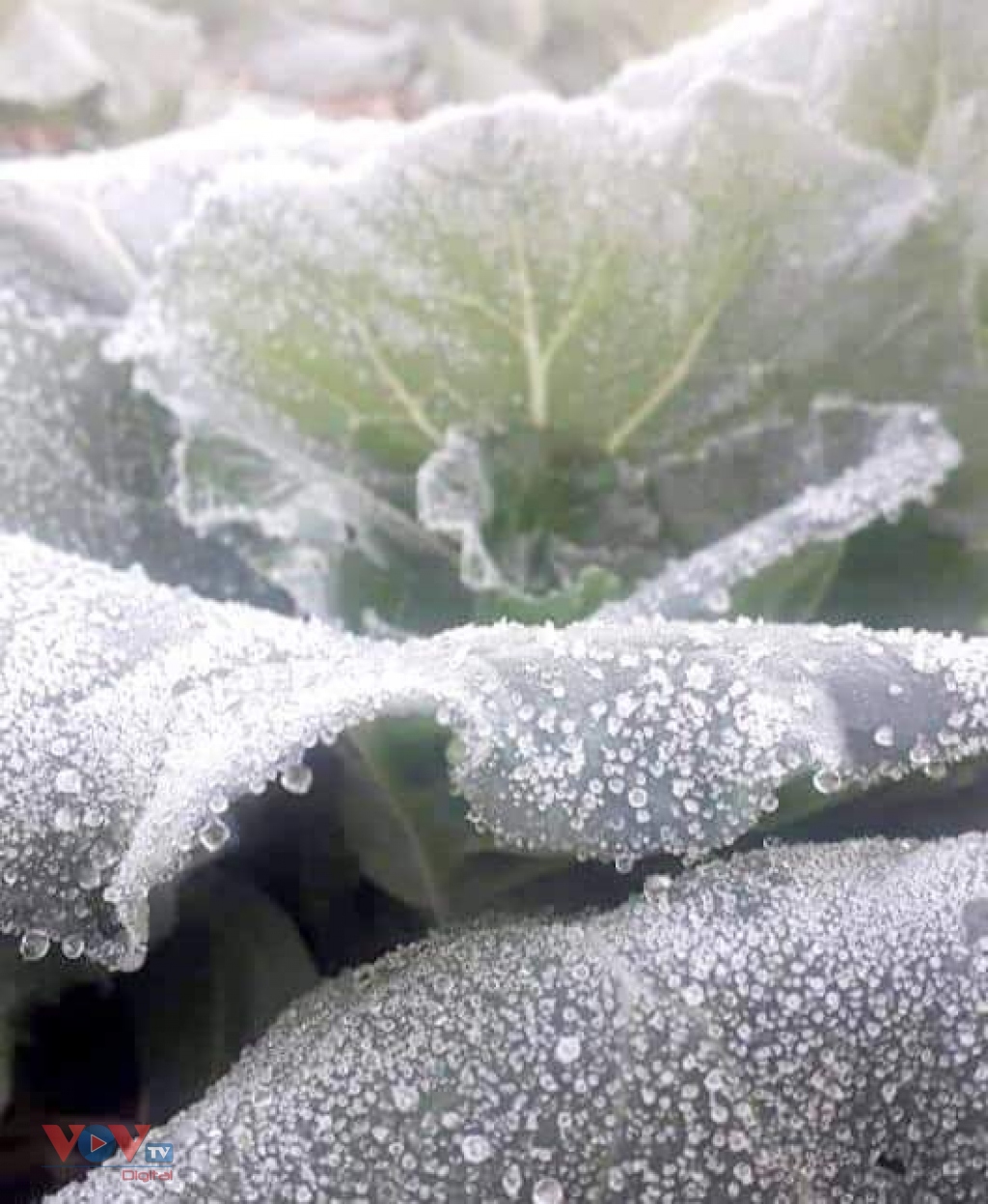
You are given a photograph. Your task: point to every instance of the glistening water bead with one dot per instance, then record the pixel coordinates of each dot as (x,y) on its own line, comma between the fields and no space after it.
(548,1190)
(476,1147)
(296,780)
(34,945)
--- --- ---
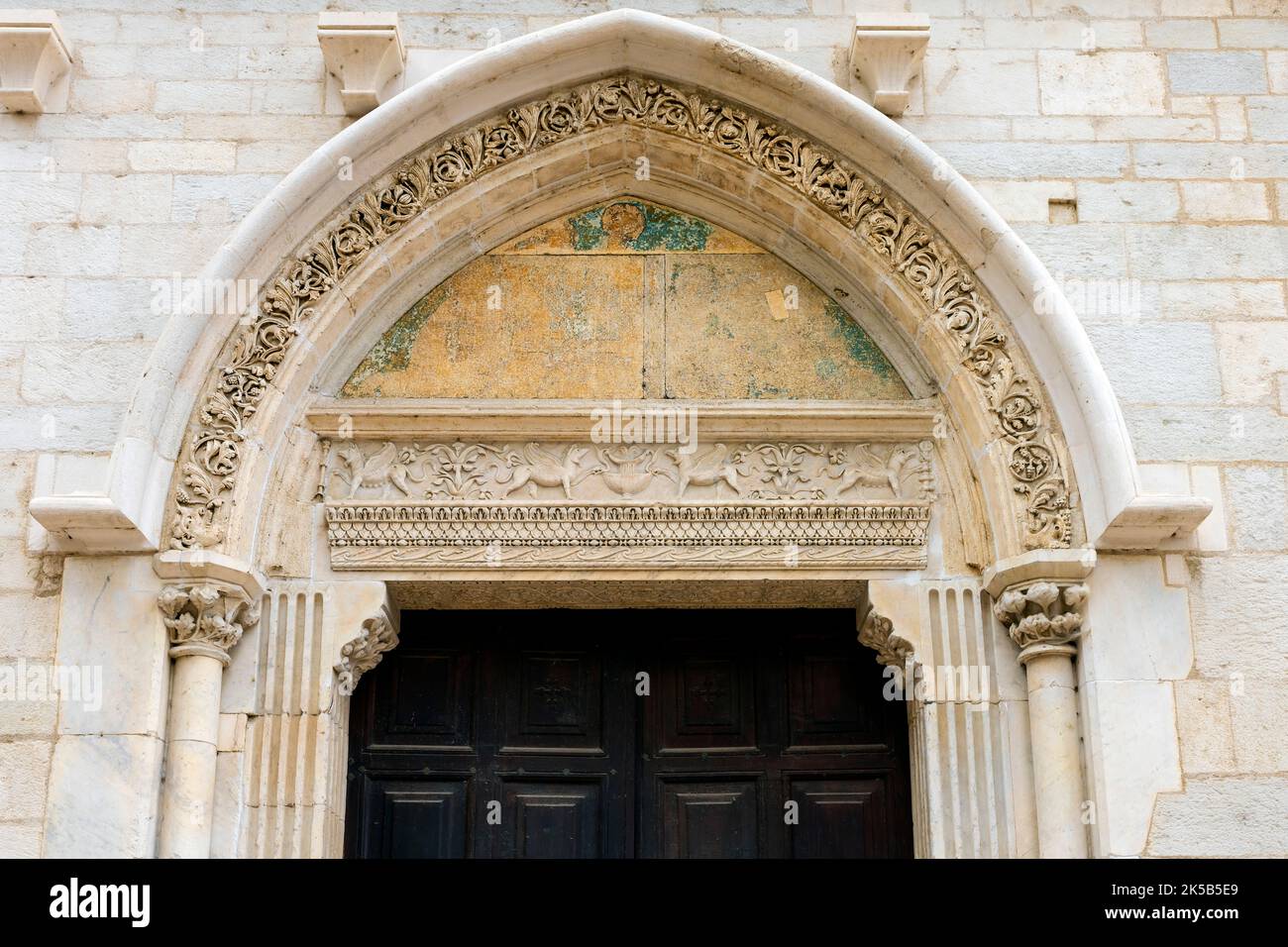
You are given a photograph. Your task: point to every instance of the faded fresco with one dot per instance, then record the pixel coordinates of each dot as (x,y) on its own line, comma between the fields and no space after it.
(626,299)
--- --- ---
[ARBEITSANWEISUNG]
Liste jede Zeile der Einträge, die das Wort „with“ enthält, wörtlich auf. Groß- und Kleinschreibung wird dabei unterschieden.

[VOLLSTÄNDIGE ANTWORT]
You are given a photograph. Your task: point to every instance of the glistening water bead with one dot per instance, then record the pixel coordinates of each dot as (x,y) on its own line, comma between the fields and no space after it.
You are given a photograph. Your task: point to every instance of the faded fresco with one dot per instance, then record the pixel coordinates of each dot as (x,y) on its own line, comma between the fields and no space after it.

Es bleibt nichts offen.